» **Excerpted passage**
Last week, an article* in the New England Journal of Medicine caused quite the hubbub in nutrition circles. The article, “Changes in Diet and Lifestyle and Long-Term Weight Gain in Women and Men” used data on 120,877 people from several longitudinal studies, all of whom were non-obese and free of chronic disease at baseline. The study examined the effects of diet (including specific foods), physical activity, television watching, alcohol use, sleep duration, and smoking on weight gain over a period of 20 years.
The average weight gain during each 4-year period was 3.35 lb., or an average of 16.8 lbs over 20 years. Not surprisingly, increases in alcohol use and time spent watching television were associated with weight gain, as was sleeping less than 6 hours or more than 8 hours per night. Increases in physical activity were associated with less weight gain.
Several news outlets jumped on the findings that several specific foods were linked with more weight gain over the study period, including: potatoes, processed meats, unprocessed red meats, refined grains, whole fat dairy, and sugar-sweetened beverages. Foods associated with lower weight gain included fruits, vegetables, whole grains, and low-fat dairy. This finding shouldn’t come as a shock to anyone – people who are eating more servings of fruits, vegetables, and whole grains are likely to have an overall healthier diet (and lifestyle) than those consuming french fries and soda.

» **Entries taken from a collection**
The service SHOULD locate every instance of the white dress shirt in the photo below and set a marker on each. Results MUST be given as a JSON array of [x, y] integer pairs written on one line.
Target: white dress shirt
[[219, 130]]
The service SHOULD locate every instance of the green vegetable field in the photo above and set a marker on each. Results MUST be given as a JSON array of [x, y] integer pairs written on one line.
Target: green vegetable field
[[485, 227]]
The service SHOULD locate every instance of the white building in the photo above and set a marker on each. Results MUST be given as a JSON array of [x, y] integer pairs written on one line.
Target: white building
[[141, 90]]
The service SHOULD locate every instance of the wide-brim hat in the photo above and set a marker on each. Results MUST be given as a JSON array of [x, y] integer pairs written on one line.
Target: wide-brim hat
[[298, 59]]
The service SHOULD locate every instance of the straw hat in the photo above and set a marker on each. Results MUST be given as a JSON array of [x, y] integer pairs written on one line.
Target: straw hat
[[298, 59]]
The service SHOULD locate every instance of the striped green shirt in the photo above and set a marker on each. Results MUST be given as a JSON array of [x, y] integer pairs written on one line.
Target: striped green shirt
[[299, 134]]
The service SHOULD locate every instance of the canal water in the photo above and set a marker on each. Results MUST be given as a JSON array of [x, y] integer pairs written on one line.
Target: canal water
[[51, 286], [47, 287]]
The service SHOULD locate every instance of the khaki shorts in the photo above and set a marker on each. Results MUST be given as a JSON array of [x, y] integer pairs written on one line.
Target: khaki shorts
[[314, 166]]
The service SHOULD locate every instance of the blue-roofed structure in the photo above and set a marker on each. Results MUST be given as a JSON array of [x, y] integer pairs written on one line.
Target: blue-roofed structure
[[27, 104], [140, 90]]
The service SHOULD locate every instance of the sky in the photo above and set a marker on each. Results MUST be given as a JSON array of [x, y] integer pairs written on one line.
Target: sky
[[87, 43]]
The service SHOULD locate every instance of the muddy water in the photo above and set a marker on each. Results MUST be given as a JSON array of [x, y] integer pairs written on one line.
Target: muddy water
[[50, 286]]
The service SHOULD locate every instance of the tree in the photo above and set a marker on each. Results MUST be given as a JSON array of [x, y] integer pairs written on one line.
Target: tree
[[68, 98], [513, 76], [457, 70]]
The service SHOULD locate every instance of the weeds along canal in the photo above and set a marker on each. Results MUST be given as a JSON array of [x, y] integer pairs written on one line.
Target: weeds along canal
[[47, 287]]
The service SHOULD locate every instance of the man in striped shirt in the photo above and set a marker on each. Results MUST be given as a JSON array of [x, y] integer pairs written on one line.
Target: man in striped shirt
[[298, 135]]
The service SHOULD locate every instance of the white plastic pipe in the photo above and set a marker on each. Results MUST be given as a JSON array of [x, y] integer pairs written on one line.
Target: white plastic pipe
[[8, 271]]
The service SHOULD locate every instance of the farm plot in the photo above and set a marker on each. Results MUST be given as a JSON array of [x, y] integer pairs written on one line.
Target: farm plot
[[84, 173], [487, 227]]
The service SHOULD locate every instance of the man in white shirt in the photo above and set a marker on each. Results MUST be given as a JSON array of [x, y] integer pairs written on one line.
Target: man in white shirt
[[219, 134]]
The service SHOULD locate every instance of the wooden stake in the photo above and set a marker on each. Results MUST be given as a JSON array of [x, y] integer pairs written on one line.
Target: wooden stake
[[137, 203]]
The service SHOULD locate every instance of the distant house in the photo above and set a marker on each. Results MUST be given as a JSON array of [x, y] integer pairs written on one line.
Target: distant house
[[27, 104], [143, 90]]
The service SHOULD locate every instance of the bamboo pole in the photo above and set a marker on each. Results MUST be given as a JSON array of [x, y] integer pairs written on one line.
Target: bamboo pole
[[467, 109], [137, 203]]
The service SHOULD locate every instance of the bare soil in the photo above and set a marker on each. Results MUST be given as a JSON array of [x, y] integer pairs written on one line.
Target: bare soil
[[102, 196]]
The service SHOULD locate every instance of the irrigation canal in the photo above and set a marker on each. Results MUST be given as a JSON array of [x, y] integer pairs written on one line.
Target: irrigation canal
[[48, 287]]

» **Set of tasks**
**A)** From the passage on the long-term weight gain study, list every food it names as linked with more weight gain over the study period.
**B)** Write what comes next in the passage on the long-term weight gain study, starting after its last sentence.

» **Outputs by task**
**A)** Potatoes, processed meats, unprocessed red meats, refined grains, whole fat dairy, and sugar-sweetened beverages.

**B)**
The take-home point is this:
Overall, our analysis showed divergent relationships between specific foods or beverages and long-term weight gain, suggesting that dietary quality (the types of foods and beverages consumed) influences dietary quantity (total calories).
While the results of this study aren’t surprising, it is important because it breaks down long-term weight gain in non-obese people, which effects most people as they age, even if they don’t realize it. An average increase in caloric intake of as little as 50-100 extra calories per day can lead to weight gain of 1lb per year (an extra 3,500 calories corresponds to a weight gain of 1 pound). That’s just 1 extra average-sized cookie or 12-ounce soda every day! Gaining 1-2 pounds each year may not seem like a big deal now, but it increases one’s risk for chronic disease and cancer over time. This study provides data to back up what nutritionists have been saying for years – the overall quality of your diet, not just counting calories, is what really matters.